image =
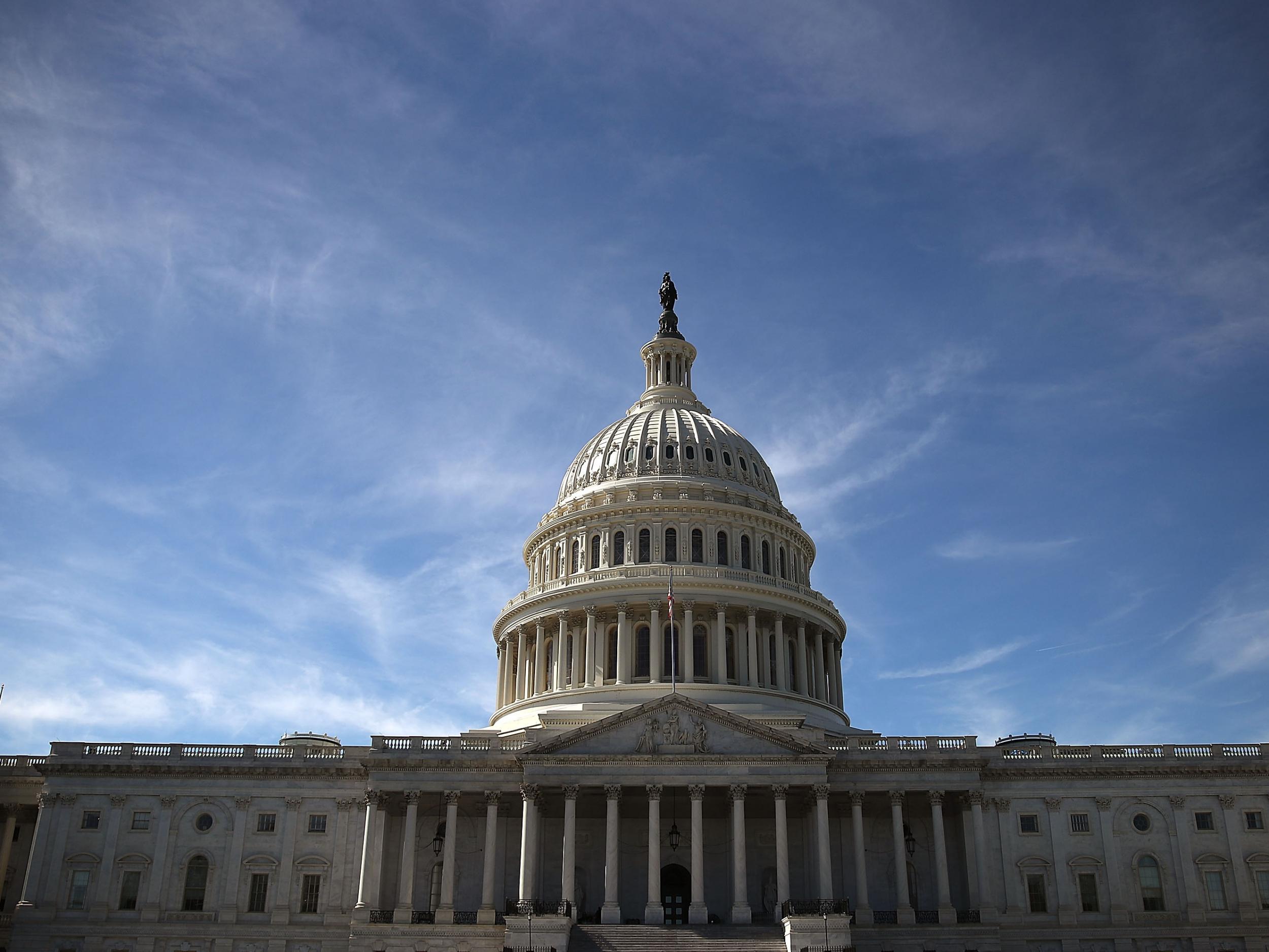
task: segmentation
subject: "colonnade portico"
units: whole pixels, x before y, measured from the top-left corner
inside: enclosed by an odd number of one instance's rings
[[[664,599],[622,600],[516,623],[497,638],[495,710],[671,680],[763,688],[841,710],[840,632],[783,611],[685,598],[675,604],[671,635],[666,608]]]

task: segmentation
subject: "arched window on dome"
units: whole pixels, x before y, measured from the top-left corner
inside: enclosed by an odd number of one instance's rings
[[[1148,853],[1137,861],[1137,885],[1141,887],[1142,910],[1164,911],[1164,877],[1159,872],[1159,861]]]
[[[646,625],[634,630],[634,677],[652,677],[652,633]]]
[[[683,645],[679,644],[679,638],[683,637],[683,631],[680,626],[670,623],[665,625],[664,637],[661,638],[661,679],[670,680],[683,680]],[[670,666],[673,663],[673,668]]]
[[[185,890],[180,897],[180,908],[187,913],[203,911],[203,897],[207,895],[207,857],[195,856],[185,866]]]

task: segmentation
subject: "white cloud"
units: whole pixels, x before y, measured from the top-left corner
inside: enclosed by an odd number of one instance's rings
[[[952,542],[934,550],[943,559],[971,561],[977,559],[1051,559],[1062,555],[1079,542],[1077,538],[1036,539],[1010,542],[982,532],[967,532]]]

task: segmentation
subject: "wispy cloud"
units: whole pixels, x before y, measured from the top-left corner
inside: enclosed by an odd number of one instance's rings
[[[967,671],[976,671],[980,668],[986,668],[989,664],[994,664],[1004,658],[1008,658],[1014,651],[1025,645],[1025,640],[1010,641],[1006,645],[996,645],[995,647],[985,647],[978,651],[971,651],[970,654],[959,655],[949,661],[942,664],[931,664],[921,668],[909,668],[898,671],[881,671],[877,677],[886,679],[897,678],[935,678],[947,674],[966,674]]]
[[[935,547],[943,559],[973,561],[978,559],[1051,559],[1062,555],[1077,538],[1036,539],[1029,542],[994,538],[983,532],[967,532],[952,542]]]

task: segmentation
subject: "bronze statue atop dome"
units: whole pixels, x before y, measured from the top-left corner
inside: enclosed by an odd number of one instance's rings
[[[661,327],[657,331],[659,338],[679,338],[679,315],[674,312],[674,302],[679,300],[679,292],[674,288],[674,282],[670,281],[670,272],[666,272],[661,277]]]

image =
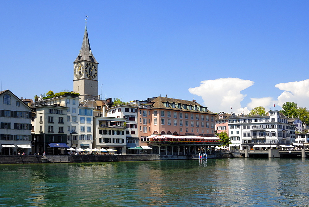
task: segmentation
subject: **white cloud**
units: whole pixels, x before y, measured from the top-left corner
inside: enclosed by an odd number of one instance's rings
[[[232,111],[239,111],[242,113],[245,109],[248,110],[246,107],[242,108],[240,105],[240,102],[247,95],[240,91],[254,83],[249,80],[236,78],[220,78],[201,81],[199,86],[190,88],[189,91],[201,96],[205,102],[204,105],[211,111],[229,110],[231,106]]]
[[[278,106],[288,101],[297,104],[298,107],[307,107],[309,102],[309,79],[279,83],[275,87],[285,91],[278,97]]]

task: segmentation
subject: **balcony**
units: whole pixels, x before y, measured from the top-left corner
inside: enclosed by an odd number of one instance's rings
[[[124,126],[121,125],[109,125],[105,124],[99,125],[98,127],[99,128],[109,128],[116,129],[125,129]]]

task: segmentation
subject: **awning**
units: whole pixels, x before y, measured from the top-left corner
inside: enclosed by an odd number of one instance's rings
[[[9,147],[10,148],[15,148],[16,147],[14,145],[1,145],[2,147]]]
[[[168,135],[167,134],[153,134],[148,136],[146,138],[153,139],[203,139],[221,141],[221,139],[216,137],[204,137],[202,136],[186,136],[182,135]],[[145,139],[145,138],[144,138]]]
[[[17,145],[17,146],[21,148],[31,148],[30,145]]]
[[[148,146],[141,146],[141,147],[143,149],[152,149],[150,147],[149,147]]]
[[[70,148],[70,147],[64,143],[48,143],[48,145],[51,147],[64,147],[65,148]]]
[[[143,148],[140,147],[128,147],[128,149],[129,150],[140,150]]]

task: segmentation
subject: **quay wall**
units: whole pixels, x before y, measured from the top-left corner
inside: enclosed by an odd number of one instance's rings
[[[208,158],[222,158],[221,154],[209,154]],[[0,164],[23,164],[26,163],[89,163],[125,161],[143,161],[190,158],[189,155],[165,155],[159,154],[0,155]]]

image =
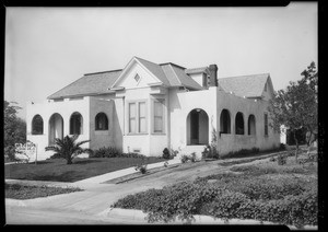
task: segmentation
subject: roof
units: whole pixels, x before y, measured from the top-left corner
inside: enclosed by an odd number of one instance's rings
[[[201,67],[201,68],[195,68],[195,69],[186,69],[185,72],[187,74],[191,74],[191,73],[208,73],[208,67]]]
[[[237,96],[260,97],[269,73],[249,74],[230,78],[219,78],[219,85],[225,92],[233,92]]]
[[[108,88],[114,84],[121,70],[114,70],[84,74],[82,78],[48,96],[48,98],[108,93]]]

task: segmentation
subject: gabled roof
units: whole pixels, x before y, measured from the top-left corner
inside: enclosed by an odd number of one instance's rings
======
Instructions to follow
Collect every line above that contains the string "dome" and copy each one in full. Case counts.

Reply
subject: "arched window on dome"
subject: "bronze statue atop dome"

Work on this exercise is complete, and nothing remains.